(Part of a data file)
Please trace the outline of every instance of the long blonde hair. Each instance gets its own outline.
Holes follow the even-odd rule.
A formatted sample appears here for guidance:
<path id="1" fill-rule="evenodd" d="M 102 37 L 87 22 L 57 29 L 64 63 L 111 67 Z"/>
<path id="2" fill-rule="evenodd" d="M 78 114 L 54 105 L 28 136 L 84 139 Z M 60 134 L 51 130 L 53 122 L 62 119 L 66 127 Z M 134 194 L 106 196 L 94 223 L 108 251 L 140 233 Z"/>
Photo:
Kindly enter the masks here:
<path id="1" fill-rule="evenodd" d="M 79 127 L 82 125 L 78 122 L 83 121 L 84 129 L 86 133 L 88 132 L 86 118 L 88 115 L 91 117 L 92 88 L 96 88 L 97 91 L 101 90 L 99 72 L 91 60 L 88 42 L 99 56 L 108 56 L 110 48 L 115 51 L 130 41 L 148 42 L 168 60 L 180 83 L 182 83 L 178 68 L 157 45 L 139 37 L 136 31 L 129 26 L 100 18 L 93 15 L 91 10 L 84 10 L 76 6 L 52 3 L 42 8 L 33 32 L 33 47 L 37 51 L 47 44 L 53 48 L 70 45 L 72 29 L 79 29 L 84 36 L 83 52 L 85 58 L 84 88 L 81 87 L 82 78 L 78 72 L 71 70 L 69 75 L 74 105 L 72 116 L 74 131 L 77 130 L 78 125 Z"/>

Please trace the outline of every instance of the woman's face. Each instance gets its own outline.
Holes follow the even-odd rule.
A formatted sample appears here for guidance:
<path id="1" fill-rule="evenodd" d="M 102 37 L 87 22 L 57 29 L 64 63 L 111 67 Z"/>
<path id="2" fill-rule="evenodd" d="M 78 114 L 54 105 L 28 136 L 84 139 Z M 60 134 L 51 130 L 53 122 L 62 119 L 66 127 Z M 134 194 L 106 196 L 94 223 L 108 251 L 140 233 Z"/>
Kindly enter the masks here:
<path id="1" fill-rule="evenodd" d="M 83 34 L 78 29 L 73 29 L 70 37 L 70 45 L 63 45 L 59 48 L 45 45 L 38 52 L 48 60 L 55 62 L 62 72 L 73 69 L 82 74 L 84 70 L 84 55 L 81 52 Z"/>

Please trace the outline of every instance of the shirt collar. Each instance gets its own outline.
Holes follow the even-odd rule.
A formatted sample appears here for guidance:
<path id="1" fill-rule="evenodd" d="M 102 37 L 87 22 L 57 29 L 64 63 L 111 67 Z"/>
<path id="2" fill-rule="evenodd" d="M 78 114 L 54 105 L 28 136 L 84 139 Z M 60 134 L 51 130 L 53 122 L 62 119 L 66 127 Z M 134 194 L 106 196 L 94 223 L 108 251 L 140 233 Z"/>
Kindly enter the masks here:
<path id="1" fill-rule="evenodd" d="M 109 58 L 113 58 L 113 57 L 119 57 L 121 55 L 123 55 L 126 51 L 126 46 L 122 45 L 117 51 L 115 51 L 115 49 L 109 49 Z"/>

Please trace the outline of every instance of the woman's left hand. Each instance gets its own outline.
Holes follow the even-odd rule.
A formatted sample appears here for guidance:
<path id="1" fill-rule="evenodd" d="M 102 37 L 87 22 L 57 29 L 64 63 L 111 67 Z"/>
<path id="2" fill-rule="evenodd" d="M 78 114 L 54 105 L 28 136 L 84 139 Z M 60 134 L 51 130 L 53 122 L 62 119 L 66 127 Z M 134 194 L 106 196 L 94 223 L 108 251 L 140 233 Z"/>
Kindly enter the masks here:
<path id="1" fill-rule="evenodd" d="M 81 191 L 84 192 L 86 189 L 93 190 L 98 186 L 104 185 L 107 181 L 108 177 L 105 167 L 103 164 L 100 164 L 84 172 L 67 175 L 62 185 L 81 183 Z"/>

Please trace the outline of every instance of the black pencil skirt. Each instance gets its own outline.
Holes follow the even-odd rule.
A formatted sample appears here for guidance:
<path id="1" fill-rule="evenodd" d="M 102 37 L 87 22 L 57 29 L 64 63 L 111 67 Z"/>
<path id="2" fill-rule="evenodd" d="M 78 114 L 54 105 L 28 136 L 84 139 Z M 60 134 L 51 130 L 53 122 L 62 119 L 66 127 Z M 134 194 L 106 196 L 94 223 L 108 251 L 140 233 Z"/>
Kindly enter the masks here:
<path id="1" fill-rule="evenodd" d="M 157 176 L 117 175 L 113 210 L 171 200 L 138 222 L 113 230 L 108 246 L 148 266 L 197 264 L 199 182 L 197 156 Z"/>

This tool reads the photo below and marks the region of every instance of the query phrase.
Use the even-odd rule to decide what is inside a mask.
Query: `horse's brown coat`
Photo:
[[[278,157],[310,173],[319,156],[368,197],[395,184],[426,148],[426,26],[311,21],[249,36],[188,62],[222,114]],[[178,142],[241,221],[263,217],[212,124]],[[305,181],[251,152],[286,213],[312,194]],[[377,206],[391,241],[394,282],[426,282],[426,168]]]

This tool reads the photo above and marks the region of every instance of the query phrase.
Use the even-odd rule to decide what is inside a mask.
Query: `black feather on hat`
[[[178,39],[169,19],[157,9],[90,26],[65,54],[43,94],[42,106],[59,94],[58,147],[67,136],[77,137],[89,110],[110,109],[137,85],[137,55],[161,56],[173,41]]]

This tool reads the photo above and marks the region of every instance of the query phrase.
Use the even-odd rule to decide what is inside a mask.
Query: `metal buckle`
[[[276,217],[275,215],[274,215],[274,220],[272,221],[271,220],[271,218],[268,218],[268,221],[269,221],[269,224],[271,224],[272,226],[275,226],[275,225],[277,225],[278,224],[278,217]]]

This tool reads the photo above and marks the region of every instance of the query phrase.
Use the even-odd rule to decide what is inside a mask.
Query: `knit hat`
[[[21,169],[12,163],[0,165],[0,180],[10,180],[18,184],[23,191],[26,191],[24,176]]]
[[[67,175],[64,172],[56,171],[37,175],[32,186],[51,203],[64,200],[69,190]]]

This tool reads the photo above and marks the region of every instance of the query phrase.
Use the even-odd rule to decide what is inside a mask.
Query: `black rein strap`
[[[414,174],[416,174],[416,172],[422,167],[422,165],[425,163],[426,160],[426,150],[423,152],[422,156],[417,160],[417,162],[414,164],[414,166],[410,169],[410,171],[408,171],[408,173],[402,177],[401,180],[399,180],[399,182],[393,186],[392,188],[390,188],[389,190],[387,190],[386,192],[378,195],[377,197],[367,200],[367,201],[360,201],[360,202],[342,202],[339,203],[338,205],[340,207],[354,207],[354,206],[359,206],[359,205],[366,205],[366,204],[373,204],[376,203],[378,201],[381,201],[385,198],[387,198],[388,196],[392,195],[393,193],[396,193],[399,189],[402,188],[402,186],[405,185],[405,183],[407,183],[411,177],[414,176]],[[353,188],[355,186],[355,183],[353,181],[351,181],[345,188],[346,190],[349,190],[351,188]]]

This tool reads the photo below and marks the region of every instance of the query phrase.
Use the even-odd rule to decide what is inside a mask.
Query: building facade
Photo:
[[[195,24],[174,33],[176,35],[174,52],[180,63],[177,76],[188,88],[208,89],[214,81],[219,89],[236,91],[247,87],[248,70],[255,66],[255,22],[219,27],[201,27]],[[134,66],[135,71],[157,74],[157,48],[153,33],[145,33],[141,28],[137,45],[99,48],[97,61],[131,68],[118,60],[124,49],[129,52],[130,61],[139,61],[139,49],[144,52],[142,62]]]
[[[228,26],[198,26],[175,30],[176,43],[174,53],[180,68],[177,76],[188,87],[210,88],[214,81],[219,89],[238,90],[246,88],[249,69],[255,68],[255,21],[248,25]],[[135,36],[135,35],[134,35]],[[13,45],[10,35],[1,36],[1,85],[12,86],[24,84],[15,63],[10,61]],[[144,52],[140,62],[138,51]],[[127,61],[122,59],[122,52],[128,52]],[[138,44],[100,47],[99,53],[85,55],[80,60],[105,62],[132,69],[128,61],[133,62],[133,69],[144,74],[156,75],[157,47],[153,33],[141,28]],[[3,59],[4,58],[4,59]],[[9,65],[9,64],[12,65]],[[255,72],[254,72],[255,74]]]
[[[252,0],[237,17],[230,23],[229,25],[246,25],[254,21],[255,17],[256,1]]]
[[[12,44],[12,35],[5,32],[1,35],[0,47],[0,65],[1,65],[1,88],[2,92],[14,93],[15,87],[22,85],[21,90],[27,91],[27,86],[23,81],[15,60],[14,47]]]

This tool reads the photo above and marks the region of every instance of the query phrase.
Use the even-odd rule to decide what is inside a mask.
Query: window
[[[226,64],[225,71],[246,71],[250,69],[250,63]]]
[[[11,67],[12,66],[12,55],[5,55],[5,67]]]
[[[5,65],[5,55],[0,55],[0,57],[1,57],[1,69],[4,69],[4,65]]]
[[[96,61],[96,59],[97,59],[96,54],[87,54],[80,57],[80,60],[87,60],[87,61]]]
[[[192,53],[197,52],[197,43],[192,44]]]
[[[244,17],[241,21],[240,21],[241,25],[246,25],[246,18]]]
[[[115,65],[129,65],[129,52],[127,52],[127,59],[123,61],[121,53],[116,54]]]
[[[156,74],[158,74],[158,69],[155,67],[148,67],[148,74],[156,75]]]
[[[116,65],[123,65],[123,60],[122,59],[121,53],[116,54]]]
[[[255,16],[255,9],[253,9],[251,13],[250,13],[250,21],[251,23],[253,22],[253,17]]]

→ **Requirements**: Write out the records word for word, from the start through the line containing "83 34 L 78 29", including that line.

→ **Written answer**:
Please trace the outline of every instance of the long blonde hair. Each instance gets its own outline.
Holes follow the even-odd rule.
A formatted sample appears here for guidance:
<path id="1" fill-rule="evenodd" d="M 102 37 L 87 22 L 57 29 L 64 63 L 111 67 Z"/>
<path id="2" fill-rule="evenodd" d="M 78 114 L 54 105 L 28 136 L 84 139 Z M 60 134 L 51 130 L 53 122 L 62 119 L 66 127 Z M 134 194 L 106 196 L 94 223 L 108 251 L 140 233 Z"/>
Photo:
Kindly enter the masks here:
<path id="1" fill-rule="evenodd" d="M 79 127 L 82 125 L 78 122 L 83 121 L 84 129 L 86 133 L 88 132 L 86 118 L 88 115 L 91 117 L 92 88 L 96 88 L 97 91 L 101 90 L 99 72 L 91 60 L 88 42 L 99 56 L 108 56 L 110 48 L 115 51 L 130 41 L 148 42 L 168 60 L 180 83 L 182 83 L 178 68 L 157 45 L 139 37 L 136 31 L 129 26 L 100 18 L 93 15 L 91 10 L 84 10 L 76 6 L 52 3 L 42 8 L 33 32 L 33 47 L 37 51 L 47 44 L 53 48 L 70 45 L 72 29 L 79 29 L 84 36 L 83 52 L 85 58 L 84 88 L 81 87 L 82 78 L 78 72 L 71 70 L 69 75 L 74 105 L 72 116 L 74 131 L 77 130 L 78 125 Z"/>

Please trace the outline of every instance of the woman's face. Each instance gets its own outline.
Holes follow the even-odd rule.
A formatted sample appears here for guidance:
<path id="1" fill-rule="evenodd" d="M 102 37 L 87 22 L 57 29 L 64 63 L 111 67 Z"/>
<path id="2" fill-rule="evenodd" d="M 78 114 L 54 105 L 28 136 L 84 139 Z M 60 134 L 51 130 L 53 122 L 62 119 L 66 127 Z M 134 194 L 106 196 L 94 223 L 108 251 L 140 233 Z"/>
Kindly enter the masks here:
<path id="1" fill-rule="evenodd" d="M 83 34 L 78 29 L 73 29 L 70 37 L 70 45 L 63 45 L 59 48 L 45 45 L 38 52 L 48 60 L 55 62 L 62 72 L 73 69 L 82 74 L 84 70 L 84 55 L 81 52 Z"/>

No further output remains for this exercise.